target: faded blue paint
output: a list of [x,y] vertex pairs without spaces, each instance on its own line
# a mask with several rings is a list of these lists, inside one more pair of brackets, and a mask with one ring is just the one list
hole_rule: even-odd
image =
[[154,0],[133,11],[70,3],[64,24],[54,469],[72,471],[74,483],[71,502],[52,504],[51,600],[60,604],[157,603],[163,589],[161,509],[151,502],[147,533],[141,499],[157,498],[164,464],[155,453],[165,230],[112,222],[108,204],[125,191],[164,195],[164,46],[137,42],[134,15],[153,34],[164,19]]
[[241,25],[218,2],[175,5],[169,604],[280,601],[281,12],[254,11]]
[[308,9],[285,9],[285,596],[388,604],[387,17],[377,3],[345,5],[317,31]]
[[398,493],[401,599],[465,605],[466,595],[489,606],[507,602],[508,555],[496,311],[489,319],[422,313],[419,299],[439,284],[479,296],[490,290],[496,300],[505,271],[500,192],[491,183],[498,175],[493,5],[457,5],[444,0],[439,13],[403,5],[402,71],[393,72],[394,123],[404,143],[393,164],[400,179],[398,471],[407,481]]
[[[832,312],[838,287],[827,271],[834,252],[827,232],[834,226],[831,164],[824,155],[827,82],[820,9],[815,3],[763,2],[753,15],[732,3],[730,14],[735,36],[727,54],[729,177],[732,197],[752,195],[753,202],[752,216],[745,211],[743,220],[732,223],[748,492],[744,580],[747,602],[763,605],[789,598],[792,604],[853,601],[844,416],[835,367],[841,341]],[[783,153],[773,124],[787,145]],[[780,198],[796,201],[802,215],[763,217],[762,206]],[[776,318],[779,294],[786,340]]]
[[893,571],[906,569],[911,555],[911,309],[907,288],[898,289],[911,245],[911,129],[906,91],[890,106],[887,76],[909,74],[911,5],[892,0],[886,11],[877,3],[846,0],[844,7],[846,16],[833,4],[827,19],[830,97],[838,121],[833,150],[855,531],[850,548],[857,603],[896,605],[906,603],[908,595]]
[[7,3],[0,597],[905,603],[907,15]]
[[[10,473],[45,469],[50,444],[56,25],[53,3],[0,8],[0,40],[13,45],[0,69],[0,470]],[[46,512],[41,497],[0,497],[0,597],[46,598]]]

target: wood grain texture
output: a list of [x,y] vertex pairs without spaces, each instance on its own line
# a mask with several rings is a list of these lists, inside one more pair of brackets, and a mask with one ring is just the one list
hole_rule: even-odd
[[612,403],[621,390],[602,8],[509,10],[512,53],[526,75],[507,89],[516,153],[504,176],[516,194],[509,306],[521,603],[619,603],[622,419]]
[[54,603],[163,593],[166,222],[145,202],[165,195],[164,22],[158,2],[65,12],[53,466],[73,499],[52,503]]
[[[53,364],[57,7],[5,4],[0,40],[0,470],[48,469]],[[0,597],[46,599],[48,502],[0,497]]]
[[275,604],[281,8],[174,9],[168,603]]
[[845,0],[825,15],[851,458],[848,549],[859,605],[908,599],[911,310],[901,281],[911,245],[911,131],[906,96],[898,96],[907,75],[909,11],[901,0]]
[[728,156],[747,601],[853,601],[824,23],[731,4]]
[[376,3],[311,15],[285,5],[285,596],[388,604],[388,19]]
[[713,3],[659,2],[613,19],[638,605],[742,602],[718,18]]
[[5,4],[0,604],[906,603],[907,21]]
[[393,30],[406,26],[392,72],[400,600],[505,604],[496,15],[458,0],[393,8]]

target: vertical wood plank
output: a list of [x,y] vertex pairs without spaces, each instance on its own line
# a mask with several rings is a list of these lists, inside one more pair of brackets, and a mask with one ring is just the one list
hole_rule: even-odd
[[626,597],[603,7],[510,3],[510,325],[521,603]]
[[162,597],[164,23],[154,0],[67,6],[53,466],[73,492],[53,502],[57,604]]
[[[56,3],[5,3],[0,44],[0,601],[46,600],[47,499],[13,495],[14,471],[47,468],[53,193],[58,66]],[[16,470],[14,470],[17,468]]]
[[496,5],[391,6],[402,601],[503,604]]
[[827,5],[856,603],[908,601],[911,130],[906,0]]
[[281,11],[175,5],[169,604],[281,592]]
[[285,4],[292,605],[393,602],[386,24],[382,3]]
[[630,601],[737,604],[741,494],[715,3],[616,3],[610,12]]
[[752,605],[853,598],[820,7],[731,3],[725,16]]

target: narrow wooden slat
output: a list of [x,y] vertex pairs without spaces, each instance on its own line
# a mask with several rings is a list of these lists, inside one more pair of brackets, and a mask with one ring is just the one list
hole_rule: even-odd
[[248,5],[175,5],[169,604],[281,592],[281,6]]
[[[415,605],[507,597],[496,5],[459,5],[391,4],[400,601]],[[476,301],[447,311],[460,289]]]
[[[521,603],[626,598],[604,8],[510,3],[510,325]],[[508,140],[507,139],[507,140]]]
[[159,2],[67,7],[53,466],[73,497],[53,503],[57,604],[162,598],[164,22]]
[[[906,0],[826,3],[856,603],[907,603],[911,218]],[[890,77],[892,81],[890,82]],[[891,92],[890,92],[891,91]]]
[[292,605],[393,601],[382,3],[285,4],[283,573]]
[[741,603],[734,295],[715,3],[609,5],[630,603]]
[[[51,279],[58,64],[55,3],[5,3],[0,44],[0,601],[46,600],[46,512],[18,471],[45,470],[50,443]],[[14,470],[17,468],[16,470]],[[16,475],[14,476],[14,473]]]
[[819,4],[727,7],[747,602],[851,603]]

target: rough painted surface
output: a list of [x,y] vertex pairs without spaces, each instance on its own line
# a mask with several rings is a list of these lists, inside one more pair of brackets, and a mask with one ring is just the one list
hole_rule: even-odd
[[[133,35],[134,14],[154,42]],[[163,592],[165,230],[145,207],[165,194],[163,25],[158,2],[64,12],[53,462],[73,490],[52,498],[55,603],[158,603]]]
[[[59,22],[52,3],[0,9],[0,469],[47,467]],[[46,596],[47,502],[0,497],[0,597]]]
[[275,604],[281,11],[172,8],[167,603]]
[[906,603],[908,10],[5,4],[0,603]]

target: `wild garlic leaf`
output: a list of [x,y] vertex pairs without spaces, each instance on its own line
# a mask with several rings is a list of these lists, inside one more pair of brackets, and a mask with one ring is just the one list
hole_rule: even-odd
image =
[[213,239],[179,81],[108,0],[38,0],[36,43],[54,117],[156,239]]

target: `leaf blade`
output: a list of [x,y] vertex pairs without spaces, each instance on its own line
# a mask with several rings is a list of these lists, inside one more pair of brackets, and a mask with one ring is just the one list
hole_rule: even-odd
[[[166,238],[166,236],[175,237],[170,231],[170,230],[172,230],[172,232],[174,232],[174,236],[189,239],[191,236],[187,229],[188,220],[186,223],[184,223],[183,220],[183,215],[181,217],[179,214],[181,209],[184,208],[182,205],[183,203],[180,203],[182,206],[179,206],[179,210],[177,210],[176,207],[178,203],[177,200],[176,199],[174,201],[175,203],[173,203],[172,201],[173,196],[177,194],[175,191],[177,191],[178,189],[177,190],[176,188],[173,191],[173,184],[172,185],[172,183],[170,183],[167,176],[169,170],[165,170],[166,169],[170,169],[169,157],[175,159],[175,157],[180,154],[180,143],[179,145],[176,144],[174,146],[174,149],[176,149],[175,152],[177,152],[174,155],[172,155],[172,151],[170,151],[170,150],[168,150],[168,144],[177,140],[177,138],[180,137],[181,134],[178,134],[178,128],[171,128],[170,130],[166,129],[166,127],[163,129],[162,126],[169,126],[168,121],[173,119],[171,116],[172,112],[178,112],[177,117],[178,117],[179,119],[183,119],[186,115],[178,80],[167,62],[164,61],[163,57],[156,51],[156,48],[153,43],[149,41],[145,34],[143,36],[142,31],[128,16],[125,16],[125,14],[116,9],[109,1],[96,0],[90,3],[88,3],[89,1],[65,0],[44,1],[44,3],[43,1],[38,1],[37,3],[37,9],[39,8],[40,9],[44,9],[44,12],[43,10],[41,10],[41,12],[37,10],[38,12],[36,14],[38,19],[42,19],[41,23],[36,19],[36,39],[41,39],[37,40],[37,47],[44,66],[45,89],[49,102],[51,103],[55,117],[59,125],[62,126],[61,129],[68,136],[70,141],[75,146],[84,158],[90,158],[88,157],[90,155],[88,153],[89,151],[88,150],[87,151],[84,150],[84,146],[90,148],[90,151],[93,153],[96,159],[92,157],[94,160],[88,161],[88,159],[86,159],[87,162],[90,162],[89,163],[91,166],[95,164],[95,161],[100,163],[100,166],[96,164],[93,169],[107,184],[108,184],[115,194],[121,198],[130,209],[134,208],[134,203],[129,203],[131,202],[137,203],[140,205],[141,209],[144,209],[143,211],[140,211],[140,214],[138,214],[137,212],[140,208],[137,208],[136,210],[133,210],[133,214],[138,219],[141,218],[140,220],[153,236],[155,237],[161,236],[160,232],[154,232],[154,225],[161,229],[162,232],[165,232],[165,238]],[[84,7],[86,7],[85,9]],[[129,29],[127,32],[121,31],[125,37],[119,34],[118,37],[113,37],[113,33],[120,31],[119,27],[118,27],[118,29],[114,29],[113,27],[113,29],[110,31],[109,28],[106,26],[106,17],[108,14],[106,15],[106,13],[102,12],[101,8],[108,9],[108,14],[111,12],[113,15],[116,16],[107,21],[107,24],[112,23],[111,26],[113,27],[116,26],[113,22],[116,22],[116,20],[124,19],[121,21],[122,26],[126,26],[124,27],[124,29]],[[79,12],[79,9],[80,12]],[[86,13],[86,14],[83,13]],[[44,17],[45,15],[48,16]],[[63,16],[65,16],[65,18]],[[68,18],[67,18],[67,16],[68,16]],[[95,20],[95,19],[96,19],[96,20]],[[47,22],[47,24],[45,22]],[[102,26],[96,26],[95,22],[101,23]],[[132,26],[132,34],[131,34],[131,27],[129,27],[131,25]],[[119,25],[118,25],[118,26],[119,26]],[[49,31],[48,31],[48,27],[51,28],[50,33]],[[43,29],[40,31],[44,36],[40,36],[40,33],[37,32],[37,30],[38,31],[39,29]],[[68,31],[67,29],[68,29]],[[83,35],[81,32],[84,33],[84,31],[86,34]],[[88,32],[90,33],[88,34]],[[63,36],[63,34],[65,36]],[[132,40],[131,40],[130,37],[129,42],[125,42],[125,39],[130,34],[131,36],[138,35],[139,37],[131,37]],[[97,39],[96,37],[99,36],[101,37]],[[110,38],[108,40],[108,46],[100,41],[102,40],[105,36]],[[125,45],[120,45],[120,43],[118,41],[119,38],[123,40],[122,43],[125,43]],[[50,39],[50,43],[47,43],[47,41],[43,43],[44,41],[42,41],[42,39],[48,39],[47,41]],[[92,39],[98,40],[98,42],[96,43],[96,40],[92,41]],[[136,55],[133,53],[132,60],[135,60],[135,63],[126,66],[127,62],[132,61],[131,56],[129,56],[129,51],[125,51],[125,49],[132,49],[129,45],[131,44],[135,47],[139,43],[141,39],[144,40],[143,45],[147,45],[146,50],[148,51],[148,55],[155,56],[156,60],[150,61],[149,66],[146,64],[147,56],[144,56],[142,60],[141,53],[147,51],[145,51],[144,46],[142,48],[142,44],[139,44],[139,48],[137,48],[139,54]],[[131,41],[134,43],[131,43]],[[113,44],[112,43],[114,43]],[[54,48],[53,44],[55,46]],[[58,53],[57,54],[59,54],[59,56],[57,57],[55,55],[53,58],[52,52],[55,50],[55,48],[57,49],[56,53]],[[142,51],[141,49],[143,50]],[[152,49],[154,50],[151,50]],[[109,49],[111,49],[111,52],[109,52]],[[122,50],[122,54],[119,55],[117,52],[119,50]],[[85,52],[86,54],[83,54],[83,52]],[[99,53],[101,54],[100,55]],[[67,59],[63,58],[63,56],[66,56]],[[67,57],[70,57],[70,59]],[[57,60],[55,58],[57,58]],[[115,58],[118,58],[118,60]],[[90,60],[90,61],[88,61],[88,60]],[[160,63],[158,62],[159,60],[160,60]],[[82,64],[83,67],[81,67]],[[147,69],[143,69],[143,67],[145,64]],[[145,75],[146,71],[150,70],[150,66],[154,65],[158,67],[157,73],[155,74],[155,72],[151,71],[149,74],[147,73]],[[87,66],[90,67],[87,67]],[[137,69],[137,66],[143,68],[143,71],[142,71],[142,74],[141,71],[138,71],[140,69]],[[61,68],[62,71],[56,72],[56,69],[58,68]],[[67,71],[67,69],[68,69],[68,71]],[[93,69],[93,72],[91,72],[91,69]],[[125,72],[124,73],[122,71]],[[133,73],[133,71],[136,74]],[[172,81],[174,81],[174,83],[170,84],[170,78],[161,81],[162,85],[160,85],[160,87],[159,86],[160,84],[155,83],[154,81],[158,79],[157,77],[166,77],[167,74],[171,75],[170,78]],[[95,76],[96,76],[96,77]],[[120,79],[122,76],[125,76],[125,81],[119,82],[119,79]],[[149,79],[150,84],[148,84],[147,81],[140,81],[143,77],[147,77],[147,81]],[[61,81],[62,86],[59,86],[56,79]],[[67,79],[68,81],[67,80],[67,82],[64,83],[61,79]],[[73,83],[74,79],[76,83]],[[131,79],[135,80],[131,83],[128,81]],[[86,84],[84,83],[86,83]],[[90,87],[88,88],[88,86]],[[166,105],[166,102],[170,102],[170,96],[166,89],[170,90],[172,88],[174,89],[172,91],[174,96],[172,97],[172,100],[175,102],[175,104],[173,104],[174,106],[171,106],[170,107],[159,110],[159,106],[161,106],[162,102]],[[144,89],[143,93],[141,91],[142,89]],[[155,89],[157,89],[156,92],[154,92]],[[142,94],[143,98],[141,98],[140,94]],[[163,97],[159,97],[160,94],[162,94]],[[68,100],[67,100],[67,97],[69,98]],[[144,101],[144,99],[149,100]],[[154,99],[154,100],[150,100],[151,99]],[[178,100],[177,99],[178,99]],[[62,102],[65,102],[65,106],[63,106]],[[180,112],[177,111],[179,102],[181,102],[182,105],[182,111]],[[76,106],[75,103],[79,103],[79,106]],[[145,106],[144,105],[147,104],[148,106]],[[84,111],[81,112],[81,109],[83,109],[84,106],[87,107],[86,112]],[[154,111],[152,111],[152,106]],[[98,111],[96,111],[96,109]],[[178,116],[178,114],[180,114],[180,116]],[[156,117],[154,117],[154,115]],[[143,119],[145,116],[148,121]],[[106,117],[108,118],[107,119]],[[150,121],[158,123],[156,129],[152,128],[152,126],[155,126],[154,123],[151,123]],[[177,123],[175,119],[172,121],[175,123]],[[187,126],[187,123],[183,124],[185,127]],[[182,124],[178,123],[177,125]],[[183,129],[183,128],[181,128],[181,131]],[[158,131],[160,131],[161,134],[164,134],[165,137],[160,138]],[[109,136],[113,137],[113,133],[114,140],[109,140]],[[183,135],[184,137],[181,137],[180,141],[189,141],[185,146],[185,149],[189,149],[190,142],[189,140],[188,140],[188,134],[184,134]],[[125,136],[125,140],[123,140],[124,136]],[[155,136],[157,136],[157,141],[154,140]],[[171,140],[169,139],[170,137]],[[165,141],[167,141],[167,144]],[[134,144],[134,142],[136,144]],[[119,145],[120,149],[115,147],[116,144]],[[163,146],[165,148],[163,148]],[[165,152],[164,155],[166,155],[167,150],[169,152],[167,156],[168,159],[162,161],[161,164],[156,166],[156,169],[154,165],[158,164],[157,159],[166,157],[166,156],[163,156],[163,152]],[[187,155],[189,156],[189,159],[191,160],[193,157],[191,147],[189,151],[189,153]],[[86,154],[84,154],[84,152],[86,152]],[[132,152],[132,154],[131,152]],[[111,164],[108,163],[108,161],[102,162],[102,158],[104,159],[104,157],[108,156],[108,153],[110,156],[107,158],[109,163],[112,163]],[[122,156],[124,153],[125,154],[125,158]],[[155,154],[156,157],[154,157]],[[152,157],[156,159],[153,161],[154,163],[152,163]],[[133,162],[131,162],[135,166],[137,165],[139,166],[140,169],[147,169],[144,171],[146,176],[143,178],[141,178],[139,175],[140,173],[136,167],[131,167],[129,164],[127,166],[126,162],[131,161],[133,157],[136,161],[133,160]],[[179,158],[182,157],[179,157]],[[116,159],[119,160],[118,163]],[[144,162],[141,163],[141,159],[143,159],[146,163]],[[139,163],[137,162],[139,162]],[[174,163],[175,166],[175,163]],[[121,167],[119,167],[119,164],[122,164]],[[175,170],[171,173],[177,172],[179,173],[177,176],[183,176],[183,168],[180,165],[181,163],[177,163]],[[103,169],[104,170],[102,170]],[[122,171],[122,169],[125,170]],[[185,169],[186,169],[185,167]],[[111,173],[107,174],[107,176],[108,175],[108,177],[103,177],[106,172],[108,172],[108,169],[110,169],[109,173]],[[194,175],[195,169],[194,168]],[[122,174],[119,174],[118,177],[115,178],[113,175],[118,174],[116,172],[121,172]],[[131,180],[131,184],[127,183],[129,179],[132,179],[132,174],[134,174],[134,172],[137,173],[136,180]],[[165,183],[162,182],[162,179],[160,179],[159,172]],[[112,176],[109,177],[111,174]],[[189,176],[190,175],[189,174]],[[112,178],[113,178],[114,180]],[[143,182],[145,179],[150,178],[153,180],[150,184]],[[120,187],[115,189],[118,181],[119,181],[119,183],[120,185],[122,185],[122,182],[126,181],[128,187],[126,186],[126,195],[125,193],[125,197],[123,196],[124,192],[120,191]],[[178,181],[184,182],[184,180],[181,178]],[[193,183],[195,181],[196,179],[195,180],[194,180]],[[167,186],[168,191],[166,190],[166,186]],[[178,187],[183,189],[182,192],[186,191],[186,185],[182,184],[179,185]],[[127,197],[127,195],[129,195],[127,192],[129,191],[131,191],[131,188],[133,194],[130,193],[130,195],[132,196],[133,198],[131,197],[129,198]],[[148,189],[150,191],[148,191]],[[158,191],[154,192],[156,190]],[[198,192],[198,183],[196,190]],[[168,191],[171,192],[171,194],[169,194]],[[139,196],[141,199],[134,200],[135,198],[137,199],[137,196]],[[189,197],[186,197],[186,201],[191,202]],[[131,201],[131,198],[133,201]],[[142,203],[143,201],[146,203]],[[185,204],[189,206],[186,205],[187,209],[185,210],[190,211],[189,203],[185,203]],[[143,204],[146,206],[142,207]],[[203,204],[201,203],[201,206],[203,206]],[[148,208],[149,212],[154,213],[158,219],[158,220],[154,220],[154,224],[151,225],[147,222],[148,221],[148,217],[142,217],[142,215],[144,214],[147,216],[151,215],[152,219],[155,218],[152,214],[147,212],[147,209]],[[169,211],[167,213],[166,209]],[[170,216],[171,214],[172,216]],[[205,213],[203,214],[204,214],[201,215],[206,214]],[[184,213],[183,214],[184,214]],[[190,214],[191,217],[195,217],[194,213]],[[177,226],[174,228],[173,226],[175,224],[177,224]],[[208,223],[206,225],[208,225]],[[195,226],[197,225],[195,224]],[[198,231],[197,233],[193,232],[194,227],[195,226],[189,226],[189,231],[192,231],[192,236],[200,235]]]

──────────────────────────────

> What the exercise asks: Arrange the records starting at the line containing "target: vertical wood plank" and ending at the line containing "[[752,605],[853,598],[820,7],[731,3],[725,16]]" as a JSON list of strings, one string per line, with blank lines omitted.

> Solved problem:
[
  "target: vertical wood plank",
  "output: a list of [x,y] vertex pairs without spaces, each instance on its own line",
  "# a mask with several rings is a list of these lists, inside one more pair of brackets, and a mask with one ring is just the one list",
  "hole_rule: even-odd",
  "[[626,597],[603,7],[510,3],[510,325],[521,603]]",
  "[[162,597],[164,23],[154,0],[67,6],[53,466],[73,492],[53,502],[57,604]]",
  "[[[56,3],[5,3],[0,44],[0,601],[46,600],[47,499],[13,495],[14,471],[47,468],[53,193],[58,66]],[[16,470],[14,470],[17,468]]]",
  "[[496,5],[391,6],[402,601],[503,604]]",
  "[[827,5],[856,603],[908,601],[911,130],[906,0]]",
  "[[281,11],[175,5],[169,604],[281,592]]",
  "[[285,4],[292,605],[393,602],[386,24],[382,3]]",
  "[[630,601],[737,604],[741,494],[715,3],[616,3],[610,12]]",
  "[[752,605],[853,598],[820,7],[731,3],[725,16]]"
]